### What to produce
Repeat the data exactly, so that every line matches the original.

Source data
┌──

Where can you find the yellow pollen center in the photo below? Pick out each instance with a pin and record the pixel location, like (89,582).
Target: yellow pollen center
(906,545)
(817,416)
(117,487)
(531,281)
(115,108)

└──

### Written response
Where can you find the yellow pollen center in the photo below? Pick out each instance with a pin and record the pixel location, like (89,582).
Target: yellow pollen center
(906,545)
(817,416)
(117,487)
(531,281)
(115,108)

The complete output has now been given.